Quote exactly the part of the text on Raúl Castro's departure from Cuba's leadership that opens with the words containing "The Communist party, which" and closes with "secure daily necessities.".

Given text ->
----------------
Cuba’s last Castro is set to leave the political stage, as Fidel’s 89-year-old brother Raúl cedes power to a younger generation at next week’s communist party congress which must also tackle a dire economic crisis and growing political dissent.
The Communist party, which has ruled Cuba unchallenged since the 1959 revolution, finds itself besieged by the coronavirus pandemic, US sanctions, chronic shortages of basic goods and a population impatient with bureaucratic bungling and long queues to secure daily necessities.
“I don’t think I’ve ever seen things as bad as they are now,” said Anaida González, a retired nursing professor in central Camagüey province. “This is cattle country but there’s no milk, butter, yoghurt or meat. People are very critical and preoccupied over this and the pandemic and nothing else.”
Raúl Castro is to stand down as the party’s first secretary, the true source of power on the island, and armed forces commander after serving two five-year terms. He succeeded his brother Fidel, who handed power to him several years before his death in 2016.
At the last party congress five years ago, Raúl Castro suggested the other remaining revolutionaries of a similar age on the all-powerful politburo should retire with him.
Carlos Saladrigas, a Cuban-US businessman and head of the Cuban Study Group which advocates engagement with Cuba, said the changing of the guard would “truly mark a new era where a Castro will not be anywhere in Cuba’s government.”
President Miguel Díaz-Canel, Castro’s 60-year-old protégé, is expected to take his place, concluding a lengthy transition from revolutionary veterans to the generation born after 1959.
One Cuban-US émigré businessman said of the president: “He’s been able to navigate difficult times, but he now has to up his game and take effective control. He must show imagination and initiative to deal with the train wreck of the economy and rising tide of pushback from the base.”
In his three years as president, Díaz-Canel has grappled with the pandemic, heightened hostility from the Trump administration and tighter US sanctions, as well as greater dissent over Cuba’s one-party system fuelled by growing internet use.
Vital imports such as food, fuel and raw materials fell 40 per cent and the economy contracted 11 per cent in 2020, according to the government. Cuba imports more than 60 per cent of the food it consumes. Tourism, a key source of income, was also decimated by the pandemic.
At the four-day party congress, which begins on April 16, participants will hail the country’s handling of the pandemic with low mortality, medical brigades abroad and advance of homegrown vaccines as evidence that the values of Fidel Castro continue to guide policy.
----------------
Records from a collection
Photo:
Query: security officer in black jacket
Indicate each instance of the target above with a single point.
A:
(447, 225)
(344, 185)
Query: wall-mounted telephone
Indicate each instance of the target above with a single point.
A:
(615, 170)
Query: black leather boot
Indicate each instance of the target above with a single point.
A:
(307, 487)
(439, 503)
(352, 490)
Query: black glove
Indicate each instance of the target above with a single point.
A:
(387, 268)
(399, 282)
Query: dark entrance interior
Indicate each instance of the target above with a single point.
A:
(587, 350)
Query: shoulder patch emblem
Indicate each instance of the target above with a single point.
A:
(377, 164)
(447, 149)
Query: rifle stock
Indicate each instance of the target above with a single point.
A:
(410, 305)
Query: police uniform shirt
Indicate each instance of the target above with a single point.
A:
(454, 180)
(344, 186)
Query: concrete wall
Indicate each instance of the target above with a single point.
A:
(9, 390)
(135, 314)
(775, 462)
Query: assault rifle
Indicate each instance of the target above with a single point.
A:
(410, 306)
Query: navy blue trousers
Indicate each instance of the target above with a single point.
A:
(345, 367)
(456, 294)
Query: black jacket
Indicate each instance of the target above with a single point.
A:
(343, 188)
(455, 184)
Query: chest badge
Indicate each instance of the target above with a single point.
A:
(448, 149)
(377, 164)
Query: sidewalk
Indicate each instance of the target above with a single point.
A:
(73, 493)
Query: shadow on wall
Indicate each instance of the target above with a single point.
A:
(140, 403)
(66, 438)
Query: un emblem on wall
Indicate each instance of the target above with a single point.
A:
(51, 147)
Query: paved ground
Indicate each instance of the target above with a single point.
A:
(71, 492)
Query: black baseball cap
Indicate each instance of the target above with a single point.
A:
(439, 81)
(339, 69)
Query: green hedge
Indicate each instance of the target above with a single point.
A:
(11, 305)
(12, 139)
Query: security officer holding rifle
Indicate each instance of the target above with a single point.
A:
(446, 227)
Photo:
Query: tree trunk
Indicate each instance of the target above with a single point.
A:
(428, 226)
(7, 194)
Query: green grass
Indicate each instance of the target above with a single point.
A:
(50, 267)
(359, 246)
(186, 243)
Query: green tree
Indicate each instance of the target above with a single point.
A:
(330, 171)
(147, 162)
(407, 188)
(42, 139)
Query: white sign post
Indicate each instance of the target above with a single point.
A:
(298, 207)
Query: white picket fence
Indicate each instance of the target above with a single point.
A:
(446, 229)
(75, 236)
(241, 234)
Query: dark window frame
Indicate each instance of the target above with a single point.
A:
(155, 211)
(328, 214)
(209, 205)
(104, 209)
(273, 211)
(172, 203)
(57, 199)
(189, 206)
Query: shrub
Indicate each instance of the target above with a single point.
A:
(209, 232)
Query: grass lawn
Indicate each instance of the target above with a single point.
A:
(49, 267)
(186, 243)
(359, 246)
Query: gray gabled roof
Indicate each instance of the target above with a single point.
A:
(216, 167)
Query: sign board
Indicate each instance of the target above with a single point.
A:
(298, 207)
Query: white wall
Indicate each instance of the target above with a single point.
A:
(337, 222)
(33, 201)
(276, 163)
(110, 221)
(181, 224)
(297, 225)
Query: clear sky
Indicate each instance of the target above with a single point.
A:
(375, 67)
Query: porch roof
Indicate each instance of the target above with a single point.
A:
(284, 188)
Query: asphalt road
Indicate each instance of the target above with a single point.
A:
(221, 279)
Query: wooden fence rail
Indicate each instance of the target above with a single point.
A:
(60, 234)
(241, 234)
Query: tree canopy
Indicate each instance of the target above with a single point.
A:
----------------
Result of the exercise ->
The Communist party, which has ruled Cuba unchallenged since the 1959 revolution, finds itself besieged by the coronavirus pandemic, US sanctions, chronic shortages of basic goods and a population impatient with bureaucratic bungling and long queues to secure daily necessities.